_REQUESTS_
- 1) Which methods of CacheMarshaller200 are named in the stack trace in the forum thread about a cache corrupted by a 64-bit Windows member?
- 2) Can you continue the forum thread about a cache corrupted by a 64-bit Windows member from the point where it stops?

_TEXT SEGMENT_
__________________________________________________
14 Replies Latest reply on Nov 8, 2008 7:34 AM by belaban

Cache corrupted by 64bit windows member

wjm Oct 13, 2008 8:28 PM

Hello. We've run into some trouble in attempting to bring a 64bit windows machine into an existing cluster. The cluster has (had) two 64bit linux members and was running fine when we attempted to merge a 64bit windows machine into the group. Anytime the windows machine wrote on a node, the node was thereafter unreadable by either of the original members. Exceptions of the following form were thrown by the other members. All machines were using 32bit java. Has anyone seen anything similar? Have I missed something fundamental about 64bit windows?

Thanks in advance for any help or insight.

INFO | jvm 1 | 2008/10/10 10:05:13 | 0 [ERROR] AdjListJDBCCacheLoader.reportAndRethrowError(): - Failed to load node for fqn /IntegrationModules
INFO | jvm 1 | 2008/10/10 10:05:13 | java.lang.Exception: Unable to load to deserialize result:
INFO | jvm 1 | 2008/10/10 10:05:13 | at org.jboss.cache.loader.AdjListJDBCCacheLoader.loadNode(AdjListJDBCCacheLoader.java:397)
INFO | jvm 1 | 2008/10/10 10:05:13 | at org.jboss.cache.loader.AdjListJDBCCacheLoader.get(AdjListJDBCCacheLoader.java:97)
INFO | jvm 1 | 2008/10/10 10:05:13 | at org.jboss.cache.interceptors.CacheLoaderInterceptor.loadData(CacheLoaderInterceptor.java:530)
INFO | jvm 1 | 2008/10/10 10:05:13 | at org.jboss.cache.interceptors.CacheLoaderInterceptor.loadNode(CacheLoaderInterceptor.java:408)
[...]
INFO | jvm 1 | 2008/10/10 10:05:13 | Caused by:java.io.EOFException
INFO | jvm 1 | 2008/10/10 10:05:13 | at java.io.DataInputStream.readInt(Unknown Source)
INFO | jvm 1 | 2008/10/10 10:05:13 | at java.io.ObjectInputStream$BlockDataInputStream.readInt(Unknown Source)
INFO | jvm 1 | 2008/10/10 10:05:13 | at java.io.ObjectInputStream.readInt(Unknown Source)
INFO | jvm 1 | 2008/10/10 10:05:13 | at org.jboss.cache.marshall.CacheMarshaller200.populateFromStream(CacheMarshaller200.java:740)
INFO | jvm 1 | 2008/10/10 10:05:13 | at org.jboss.cache.marshall.CacheMarshaller200.unmarshallHashMap(CacheMarshaller200.java:705)
INFO | jvm 1 | 2008/10/10 10:05:13 | at org.jboss.cache.marshall.CacheMarshaller200.unmarshallObject(CacheMarshaller200.java:564)
INFO | jvm 1 | 2008/10/10 10:05:13 | at org.jboss.cache.marshall.CacheMarshaller200.objectFromObjectStream(CacheMarshaller200.java:147)
__________________________________________________
_DATASET EXCERPT_

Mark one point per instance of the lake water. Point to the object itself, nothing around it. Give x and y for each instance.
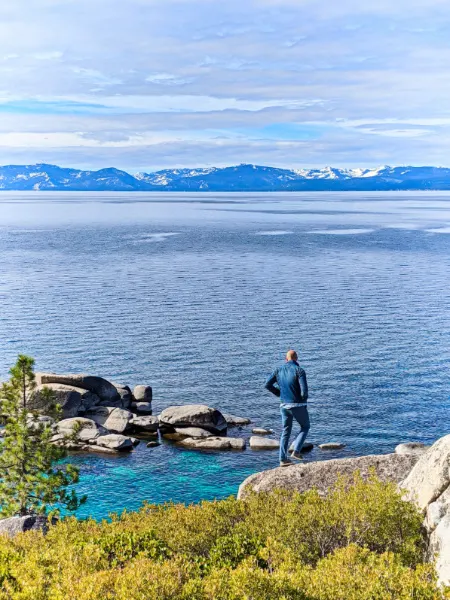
__________________________________________________
_WRITTEN ANSWERS_
- 1) populateFromStream, unmarshallHashMap, unmarshallObject, objectFromObjectStream

- 2)
INFO | jvm 1 | 2008/10/10 10:05:13 | at org.jboss.cache.marshall.VersionAwareMarshaller.objectFromStream(VersionAwareMarshaller.java:176)
INFO | jvm 1 | 2008/10/10 10:05:13 | at org.jboss.cache.loader.AdjListJDBCCacheLoader.unmarshall(AdjListJDBCCacheLoader.java:702)
INFO | jvm 1 | 2008/10/10 10:05:13 | at org.jboss.cache.loader.AdjListJDBCCacheLoader.loadNode(AdjListJDBCCacheLoader.java:392)

1. Re: Cache corrupted by 64bit windows member

wjm Oct 13, 2008 8:30 PM (in response to wjm)

Small addendum, we're running the latest 2.2.0GA release. Thanks again.
Actions
2. Re: Cache corrupted by 64bit windows member

manik Oct 21, 2008 4:29 AM (in response to wjm)

I doubt this is an OS problem, but just to prove it, do you see this issue if you had 1 windows and 1 linux machine in the cluster, and the other linux machine were to join?
Actions
3. Re: Cache corrupted by 64bit windows member

wjm Oct 21, 2008 4:42 AM (in response to wjm)

"manik.surtani@jboss.com" wrote:
I doubt this is an OS problem, but just to prove it, do you see this issue if you had 1 windows and 1 linux machine in the cluster, and the other linux machine were to join?

Thanks for the reply. We see this problem immediately after the 64bit machine put()s or replace()s any node in the cache. That same node(s) becomes unreadable for all other members, whether current or newly joined.

Note, we have not tried clustering two 64bit windows machines, because we only have one, but presumably they would play well together.

We're going to try using the 64bit java installation on the windows machine to see if that might "help". So far we've only used the 32bit java everywhere.

Otherwise, I hope you're right, but it's certainly evident only when 64bit windows is a member.
Actions
4. Re: Cache corrupted by 64bit windows member

wjm Oct 23, 2008 11:20 AM (in response to wjm)

Just a followup here, as mentioned. When using 64bit java for windows (1.6 latest), we do see the same result.
Actions
5. Re: Cache corrupted by 64bit windows member

manik Nov 1, 2008 11:49 AM (in response to wjm)

Do you see any issues with the replication? E.g., if you turn off the cache loader - or even use a different cache loader - does this work?

Finally, given that you are using a JDBC cache loader, which database backend are you using, and is it configured to be shared?
Actions
6. Re: Cache corrupted by 64bit windows member

wjm Nov 7, 2008 11:08 AM (in response to wjm)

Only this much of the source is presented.